== Object pointing dataset rows ==
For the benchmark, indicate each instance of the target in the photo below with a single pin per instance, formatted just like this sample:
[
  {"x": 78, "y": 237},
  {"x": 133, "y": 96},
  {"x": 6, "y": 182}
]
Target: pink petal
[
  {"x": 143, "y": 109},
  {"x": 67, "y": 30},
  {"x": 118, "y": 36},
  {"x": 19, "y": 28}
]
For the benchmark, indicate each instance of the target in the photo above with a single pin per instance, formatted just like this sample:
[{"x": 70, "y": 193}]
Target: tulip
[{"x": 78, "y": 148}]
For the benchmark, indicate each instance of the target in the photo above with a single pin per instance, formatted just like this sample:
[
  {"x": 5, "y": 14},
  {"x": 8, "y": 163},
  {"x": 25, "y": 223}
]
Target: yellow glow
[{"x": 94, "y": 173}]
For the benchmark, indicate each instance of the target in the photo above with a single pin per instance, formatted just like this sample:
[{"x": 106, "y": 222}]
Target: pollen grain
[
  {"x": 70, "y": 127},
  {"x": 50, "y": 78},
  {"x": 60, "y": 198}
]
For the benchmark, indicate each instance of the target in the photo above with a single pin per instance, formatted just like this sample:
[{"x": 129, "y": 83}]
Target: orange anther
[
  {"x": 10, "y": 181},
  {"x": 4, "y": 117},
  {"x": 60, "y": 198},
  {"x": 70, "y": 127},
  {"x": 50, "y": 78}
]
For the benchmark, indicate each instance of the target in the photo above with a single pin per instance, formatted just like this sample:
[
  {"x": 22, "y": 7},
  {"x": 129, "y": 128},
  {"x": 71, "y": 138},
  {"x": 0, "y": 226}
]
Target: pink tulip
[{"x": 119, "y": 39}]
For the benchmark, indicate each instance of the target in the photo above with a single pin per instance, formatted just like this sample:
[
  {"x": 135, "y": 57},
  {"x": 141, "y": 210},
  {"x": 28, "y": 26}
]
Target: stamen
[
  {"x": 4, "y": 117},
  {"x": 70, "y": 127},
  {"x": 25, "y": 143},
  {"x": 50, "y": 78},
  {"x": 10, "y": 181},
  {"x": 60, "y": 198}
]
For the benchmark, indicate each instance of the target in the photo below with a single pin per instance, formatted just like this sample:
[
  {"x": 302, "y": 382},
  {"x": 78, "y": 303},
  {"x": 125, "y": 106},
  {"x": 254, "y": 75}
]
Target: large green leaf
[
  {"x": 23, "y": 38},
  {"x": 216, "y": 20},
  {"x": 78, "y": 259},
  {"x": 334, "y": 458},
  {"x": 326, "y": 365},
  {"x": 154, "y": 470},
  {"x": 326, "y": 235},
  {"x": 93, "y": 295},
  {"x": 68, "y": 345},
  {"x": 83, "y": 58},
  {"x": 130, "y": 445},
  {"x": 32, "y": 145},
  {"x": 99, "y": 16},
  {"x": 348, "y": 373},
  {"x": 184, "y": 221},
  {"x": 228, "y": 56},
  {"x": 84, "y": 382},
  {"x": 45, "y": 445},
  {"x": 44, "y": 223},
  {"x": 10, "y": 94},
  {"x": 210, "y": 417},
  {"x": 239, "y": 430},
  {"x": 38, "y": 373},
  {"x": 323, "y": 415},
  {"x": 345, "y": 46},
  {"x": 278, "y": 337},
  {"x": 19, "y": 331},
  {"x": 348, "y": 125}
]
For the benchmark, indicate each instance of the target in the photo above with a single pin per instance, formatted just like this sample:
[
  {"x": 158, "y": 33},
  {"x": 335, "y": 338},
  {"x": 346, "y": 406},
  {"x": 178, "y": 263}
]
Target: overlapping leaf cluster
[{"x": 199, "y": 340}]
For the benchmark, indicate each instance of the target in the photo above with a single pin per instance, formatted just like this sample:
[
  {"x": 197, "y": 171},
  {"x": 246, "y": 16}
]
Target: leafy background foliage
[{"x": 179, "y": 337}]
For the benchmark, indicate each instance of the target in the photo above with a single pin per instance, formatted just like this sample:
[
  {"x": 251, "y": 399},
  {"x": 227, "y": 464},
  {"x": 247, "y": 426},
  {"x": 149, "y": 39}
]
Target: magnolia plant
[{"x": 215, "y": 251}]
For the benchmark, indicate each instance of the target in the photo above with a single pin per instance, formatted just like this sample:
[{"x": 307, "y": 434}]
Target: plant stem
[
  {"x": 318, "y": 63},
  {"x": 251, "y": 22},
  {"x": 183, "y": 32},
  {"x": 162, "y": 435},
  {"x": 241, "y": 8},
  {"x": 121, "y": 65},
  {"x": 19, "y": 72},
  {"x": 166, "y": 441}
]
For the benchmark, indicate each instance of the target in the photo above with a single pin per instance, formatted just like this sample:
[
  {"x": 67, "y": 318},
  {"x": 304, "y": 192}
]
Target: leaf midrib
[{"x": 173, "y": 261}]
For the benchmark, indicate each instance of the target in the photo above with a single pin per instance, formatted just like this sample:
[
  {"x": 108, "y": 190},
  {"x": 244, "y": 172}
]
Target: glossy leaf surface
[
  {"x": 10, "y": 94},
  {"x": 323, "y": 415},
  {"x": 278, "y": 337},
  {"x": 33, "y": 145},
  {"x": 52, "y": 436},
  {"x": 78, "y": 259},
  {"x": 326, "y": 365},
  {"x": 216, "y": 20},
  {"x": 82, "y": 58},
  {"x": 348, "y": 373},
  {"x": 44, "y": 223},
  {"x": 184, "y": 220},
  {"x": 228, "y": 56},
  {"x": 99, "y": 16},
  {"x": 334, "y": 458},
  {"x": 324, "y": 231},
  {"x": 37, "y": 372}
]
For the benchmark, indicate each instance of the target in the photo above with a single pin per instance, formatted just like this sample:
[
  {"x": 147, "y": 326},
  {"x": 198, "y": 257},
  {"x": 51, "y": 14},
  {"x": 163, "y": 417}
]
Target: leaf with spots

== The exercise ==
Each entry must be reproduced verbatim.

== Task output ==
For the benchmark, indicate each instance of the target in the photo below with a single pin per instance, formatted just like this sample:
[
  {"x": 78, "y": 237},
  {"x": 133, "y": 96},
  {"x": 6, "y": 182}
]
Target: pink petal
[
  {"x": 143, "y": 109},
  {"x": 67, "y": 30},
  {"x": 118, "y": 36},
  {"x": 19, "y": 28}
]
For the benchmark, indicate each instance of the target in the photo above with a single pin per instance, formatted just like this sample:
[{"x": 70, "y": 193}]
Target: tulip
[{"x": 78, "y": 148}]
For the benchmark, indicate each instance of the target in the photo above with a single pin per instance, formatted just like this sample:
[
  {"x": 5, "y": 14},
  {"x": 8, "y": 163},
  {"x": 25, "y": 223}
]
Target: yellow glow
[{"x": 94, "y": 173}]
For the benchmark, indicate each instance of the target in the photo above with a single pin per instance, formatted just like this sample:
[{"x": 106, "y": 222}]
Target: pollen grain
[
  {"x": 70, "y": 127},
  {"x": 50, "y": 78},
  {"x": 60, "y": 198}
]
For the benchmark, indicate each instance of the target in the photo above with a single pin per instance, formatted just like this sample:
[{"x": 129, "y": 83}]
Target: orange anther
[
  {"x": 10, "y": 181},
  {"x": 4, "y": 117},
  {"x": 60, "y": 198},
  {"x": 70, "y": 127},
  {"x": 50, "y": 78}
]
For the benchmark, indicate each instance of the target in the photo above with a single pin per instance, formatted just like this sample:
[
  {"x": 22, "y": 7},
  {"x": 129, "y": 128},
  {"x": 71, "y": 138},
  {"x": 0, "y": 226}
]
Target: pink tulip
[{"x": 119, "y": 39}]
For the benchmark, indicate each instance of the target in the photo above with a single pin per instance, formatted just like this sample:
[
  {"x": 135, "y": 57},
  {"x": 141, "y": 210},
  {"x": 28, "y": 26}
]
Target: stamen
[
  {"x": 4, "y": 117},
  {"x": 70, "y": 127},
  {"x": 25, "y": 143},
  {"x": 50, "y": 78},
  {"x": 10, "y": 181},
  {"x": 60, "y": 198}
]
For the benchmark, indicate each instance of the target in the photo below with a single pin per instance, formatted just like this sample:
[
  {"x": 302, "y": 382},
  {"x": 78, "y": 303},
  {"x": 125, "y": 106},
  {"x": 254, "y": 75}
]
Target: large green leaf
[
  {"x": 23, "y": 38},
  {"x": 216, "y": 20},
  {"x": 78, "y": 259},
  {"x": 334, "y": 458},
  {"x": 326, "y": 365},
  {"x": 154, "y": 470},
  {"x": 326, "y": 235},
  {"x": 93, "y": 295},
  {"x": 68, "y": 345},
  {"x": 83, "y": 58},
  {"x": 130, "y": 445},
  {"x": 32, "y": 145},
  {"x": 99, "y": 16},
  {"x": 348, "y": 373},
  {"x": 184, "y": 221},
  {"x": 228, "y": 56},
  {"x": 84, "y": 382},
  {"x": 45, "y": 445},
  {"x": 44, "y": 223},
  {"x": 10, "y": 94},
  {"x": 210, "y": 417},
  {"x": 239, "y": 430},
  {"x": 38, "y": 373},
  {"x": 323, "y": 415},
  {"x": 345, "y": 46},
  {"x": 278, "y": 337},
  {"x": 19, "y": 331},
  {"x": 348, "y": 125}
]
For the benchmark, indicate each instance of the target in the photo above with a single pin per instance, formatted just like this sample:
[
  {"x": 158, "y": 33},
  {"x": 335, "y": 338},
  {"x": 346, "y": 406},
  {"x": 178, "y": 263}
]
Target: overlapping leaf cluster
[{"x": 199, "y": 340}]
For the benchmark, indicate each instance of the target in the photo above with a single pin per instance, formatted just like this sample:
[
  {"x": 197, "y": 171},
  {"x": 246, "y": 16}
]
Target: leafy background foliage
[{"x": 179, "y": 337}]
For the benchmark, indicate each instance of the target in the photo above with a single pin per instance, formatted just like this sample:
[
  {"x": 251, "y": 399},
  {"x": 227, "y": 464},
  {"x": 247, "y": 426},
  {"x": 149, "y": 39}
]
Target: magnolia plant
[{"x": 215, "y": 251}]
For the benchmark, indicate each instance of the target in the photo above with a single pin per instance, formatted just like this sample:
[{"x": 307, "y": 434}]
Target: plant stem
[
  {"x": 318, "y": 63},
  {"x": 251, "y": 22},
  {"x": 183, "y": 32},
  {"x": 162, "y": 435},
  {"x": 241, "y": 8},
  {"x": 121, "y": 65},
  {"x": 19, "y": 72},
  {"x": 166, "y": 441}
]
For the benchmark, indicate each instance of the target in the photo above with a single pin per instance, formatted just like this sample:
[
  {"x": 67, "y": 318},
  {"x": 304, "y": 192}
]
Target: leaf midrib
[{"x": 173, "y": 261}]
For the benchmark, indicate each instance of the target in the photo above with a single pin per instance, formatted just like this sample:
[
  {"x": 108, "y": 190},
  {"x": 244, "y": 172}
]
Target: glossy leaf surface
[
  {"x": 10, "y": 94},
  {"x": 323, "y": 415},
  {"x": 278, "y": 337},
  {"x": 33, "y": 145},
  {"x": 52, "y": 436},
  {"x": 78, "y": 259},
  {"x": 326, "y": 365},
  {"x": 216, "y": 20},
  {"x": 82, "y": 58},
  {"x": 348, "y": 373},
  {"x": 44, "y": 223},
  {"x": 184, "y": 220},
  {"x": 228, "y": 56},
  {"x": 99, "y": 16},
  {"x": 334, "y": 458},
  {"x": 324, "y": 231},
  {"x": 37, "y": 372}
]
For the benchmark, indicate each instance of the target in the photo above with a single pin per instance, formatted just like this sample:
[
  {"x": 147, "y": 326},
  {"x": 198, "y": 257},
  {"x": 51, "y": 14},
  {"x": 163, "y": 417}
]
Target: leaf with spots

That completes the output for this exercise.